VORLIEGENDER TEXT.
• • • • •
Notizen zu Kurt Wolff

Wer Thomas Aycks Zuckmayer-Biographie aus der Reihe Rowohlts Bildmonographien zur Hand nimmt (Ayck starb schon 1988, nicht einmal 50 Jahre alt und hatte wohl kaum Gelegenheit, sich um Fehlstellen seines Büchleins zu kümmern), sucht einen Namen vergebens, den des ersten Zuckmayer-Verlegers Kurt Wolff. Wer die recht stattliche Zahl der Zeitungsartikel zur Hand nimmt, die aus Anlass einer von Bonn über Frankfurt nach Wien wandernden Ausstellung zu Kurt Wolff geschrieben wurden zwischen Mai 2007 und Januar 2008, der wird wiederum den Namen Carl Zuckmayer vergeblich suchen, was angesichts der doch sehr zahlreich erwähnten Namen, die in den Umkreis des Verlegers Wolff passen und gehören und immer genant werden, einigermaßen verwunderlich ist. Man muss hier kein Geheimnis vermuten, das es vielleicht gar nicht gibt. Es lassen sich ja Bücher aufschlagen, die auskunftsfreudiger sind.
• • • • •
VORGEGEBENE ZEILEN.
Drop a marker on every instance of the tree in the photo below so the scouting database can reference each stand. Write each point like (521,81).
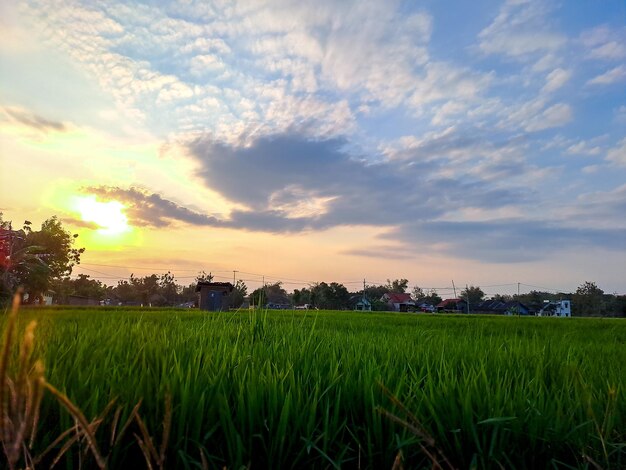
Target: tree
(472,295)
(238,294)
(271,293)
(588,299)
(204,277)
(168,288)
(418,294)
(34,259)
(397,285)
(333,296)
(301,296)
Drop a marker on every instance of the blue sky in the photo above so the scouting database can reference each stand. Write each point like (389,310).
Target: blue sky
(489,135)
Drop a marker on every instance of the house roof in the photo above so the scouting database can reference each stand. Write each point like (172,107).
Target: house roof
(218,285)
(449,303)
(399,297)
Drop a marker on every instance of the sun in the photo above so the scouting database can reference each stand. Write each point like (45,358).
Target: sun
(109,216)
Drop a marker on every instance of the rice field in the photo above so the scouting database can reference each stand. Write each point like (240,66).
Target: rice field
(287,389)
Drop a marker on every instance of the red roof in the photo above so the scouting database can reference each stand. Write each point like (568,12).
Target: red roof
(399,298)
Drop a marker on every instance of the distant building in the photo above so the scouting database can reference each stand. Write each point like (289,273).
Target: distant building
(398,301)
(214,296)
(559,308)
(452,305)
(81,300)
(363,305)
• • • • •
AUFGABEN.
**1)** Durch welche Städte wanderte laut dem Text über Kurt Wolff die Ausstellung zu dem Verleger?
**2)** Schreibe aus dem Text über Kurt Wolff den Abschnitt ab, der mit „Wer Thomas Aycks“ beginnt und mit „die auskunftsfreudiger sind.“ endet.
**3)** Fahre mit dem Text über Kurt Wolff dort fort, wo er aufhört.
Die Zeilen stehen in keinem Zusammenhang mit dem Text über Kurt Wolff.

LÖSUNGEN.
**1)** Von Bonn über Frankfurt nach Wien.

**2)**
Wer Thomas Aycks Zuckmayer-Biographie aus der Reihe Rowohlts Bildmonographien zur Hand nimmt (Ayck starb schon 1988, nicht einmal 50 Jahre alt und hatte wohl kaum Gelegenheit, sich um Fehlstellen seines Büchleins zu kümmern), sucht einen Namen vergebens, den des ersten Zuckmayer-Verlegers Kurt Wolff. Wer die recht stattliche Zahl der Zeitungsartikel zur Hand nimmt, die aus Anlass einer von Bonn über Frankfurt nach Wien wandernden Ausstellung zu Kurt Wolff geschrieben wurden zwischen Mai 2007 und Januar 2008, der wird wiederum den Namen Carl Zuckmayer vergeblich suchen, was angesichts der doch sehr zahlreich erwähnten Namen, die in den Umkreis des Verlegers Wolff passen und gehören und immer genant werden, einigermaßen verwunderlich ist. Man muss hier kein Geheimnis vermuten, das es vielleicht gar nicht gibt. Es lassen sich ja Bücher aufschlagen, die auskunftsfreudiger sind.

**3)**
Die Autobiographie „Als wär's ein Stück von mir. Horen der Freundschaft“, die in Frankfurter Gesamtschullehrerkreisen als eine Art Heilige Schrift gilt, widmet sich an genau vier Stellen, die das Personenregister brav ausweist (und zutreffend, was keineswegs zu den ständigen Haupteigenschaften von Personenregistern gehört, soweit Verlage sich die Mühe eines solchen überhaupt leisten), Kurt Wolff. Los geht es auf Seite 202: „Auf einmal aber, so zwischen 1911 und 1913, lagen im Schaufenster der Buchhandlung Wilckens am Schillerplatz neuartig und einheitlich ausgestattete Druckschriften mit dem Aufdruck „Kurt Wolff Verlag“. Da tauchten unbekannte Namen auf, Werfel, Hasenclever, eine „Erzählung „Der Heizer“ von Kafka – und diese Heftchen, „Der jungste Tag“ erfüllten uns mit einem ganz neuen, revolutionären Elan, wie er von der bisherigen „Moderne“ nicht ausgegangen war.“ Damit sind schon einmal drei Namen gefallen, die im Zusammenhang Wolff bedeutsam sind. Franz Werfel war nicht nur Autor, sondern auch Lektor bei Wolff, Walter Hasenclever mit seinem „Der Sohn“ exemplarischer Dramatiker dessen, was für Expressionismus galt, und Franz Kafka, von dessen Erstling Wolff in fünf Jahren ganze 258 Exemplare verkaufte, einer seiner verlegerischen Flops.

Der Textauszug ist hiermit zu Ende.